__Reading passage__:
Data Observability for Databricks Register

App Performance

Healthcare leader uses AI insights to boost data pipeline efficiency

One of the largest health insurance providers in the United States uses Unravel to ensure that its business-critical data applications are optimized for performance, reliability, and cost in its development environment—before they go live in production. […]

  • 2 min read

One of the largest health insurance providers in the United States uses Unravel to ensure that its business-critical data applications are optimized for performance, reliability, and cost in its development environment—before they go live in production.

Data and data-driven statistical analysis have always been at the core of health insurance. But over the past few years the industry has seen an explosion in the volume, velocity, and variety of big data—electronic health records (EHR), electronic medical records (EMRs), and IoT data produced wearable medical devices and mobile health apps. As the company’s chief medical officer has said, “Sometimes I think we’re becoming more of a data analytics company than anything else.”

Like many Fortune 500 organizations, the company has a complex, hybrid, multi-everything data estate. Many workloads are still running on premises in Cloudera, but the company also has pipelines on Azure and Google Cloud Platform. Further, its Dev environment is fully on AWS. Says the key technology manager for the Enterprise Data Analytics Platform team, “Unravel is needed for us to ensure that the jobs run smoothly because these are critical data jobs,” and Unravel helps them understand and optimize performance and resource usage. 

With the data team’s highest priority being able to guarantee that its 1,000s of data jobs deliver reliable results on time, every time, they find Unravel’s automated AI-powered Insights Engine invaluable. Unravel auto-discovers everything the company has running in its data estate (both in Dev and Prod), extracting millions of contextualized granular details from logs, traces, metrics, events and other metadata—horizontally and vertically—from the application down to infrastructure and everything in between. Then Unravel’s AI/ML correlates all this information into a holistic view that “connects the dots” as to how everything works together.  AI and machine learning algorithms analyze millions of details in context to detect anomalous behavior in real time, pinpoint root causes in milliseconds, and automatically provide prescriptive recommendations on where and how to change configurations, containers, code, resource allocations, etc.

Platform Technology Diagram

Application developers rely on Unravel to automatically analyze and validate their data jobs in Dev, before the apps ever go live in Prod by, first, identifying inefficient code—code that is most likely to break in production—and then, second, pinpointing to every individual data engineer exactly where and why code should be fixed, so they can tackle potential problems themselves via self-service optimization. The end-result ensures that performance inefficiencies never see the light of day.

__Apply what you read__:
1. In the health insurer case study, which cloud hosts the company's entire Dev environment?
2. Continue the health insurer case study, starting after its final sentence.

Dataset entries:
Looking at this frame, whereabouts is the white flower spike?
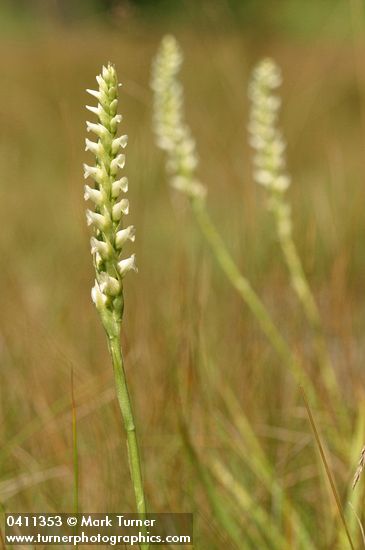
[84,64,137,328]
[248,59,291,236]
[151,35,206,200]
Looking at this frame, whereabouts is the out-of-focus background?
[0,0,365,550]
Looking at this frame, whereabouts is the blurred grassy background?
[0,0,365,549]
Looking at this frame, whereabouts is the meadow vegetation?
[0,6,365,550]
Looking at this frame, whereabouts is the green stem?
[109,336,149,550]
[192,199,315,399]
[274,222,340,408]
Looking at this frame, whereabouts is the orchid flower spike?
[84,63,137,335]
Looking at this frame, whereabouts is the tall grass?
[0,23,365,550]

__Answer section__:
1. AWS

2.
The Unravel AI-powered Insights Engine similarly analyzes resource usage. The company leverages the chargeback report capability to understand how the various teams are using their resources. (But Unravel can also slice and dice the information to show how resources are being used by individual users, individual jobs, data products or projects, departments, Dev vs. Prod environments, budgets, etc.) For data workloads still running in Cloudera, this helps avoid resource contention and lets teams queue their jobs more efficiently. Unravel even enables teams to kill a job instantly if it is causing another mission-critical job to fail. 

For workloads running in the cloud, Unravel provides precise, prescriptive AI-fueled recommendations on more efficient resource usage—usually downsizing requested resources to fewer or less costly alternatives that will still hit SLAs. 

As the company’s technology manager for cloud infrastructure and interoperability says, “Some teams use humongous data, and every year our users are growing.” With such astronomical growth, it has become ever more important to tackle data workload efficiency more proactively—everything has simply gotten too big and too complex and business-critical to reactively respond. The company has leveraged Unravel’s automated guardrails and governance rules to trigger alerts whenever jobs are using more resources than necessary.

Top benefits:

  • Teams can now view their queues at a glance and run their jobs more efficiently, without conflict.
  • Chargeback reports show how teams are using their resources (or not), which helps set the timing for running jobs—during business vs. off hours. This has provided a lot of relief for all application teams.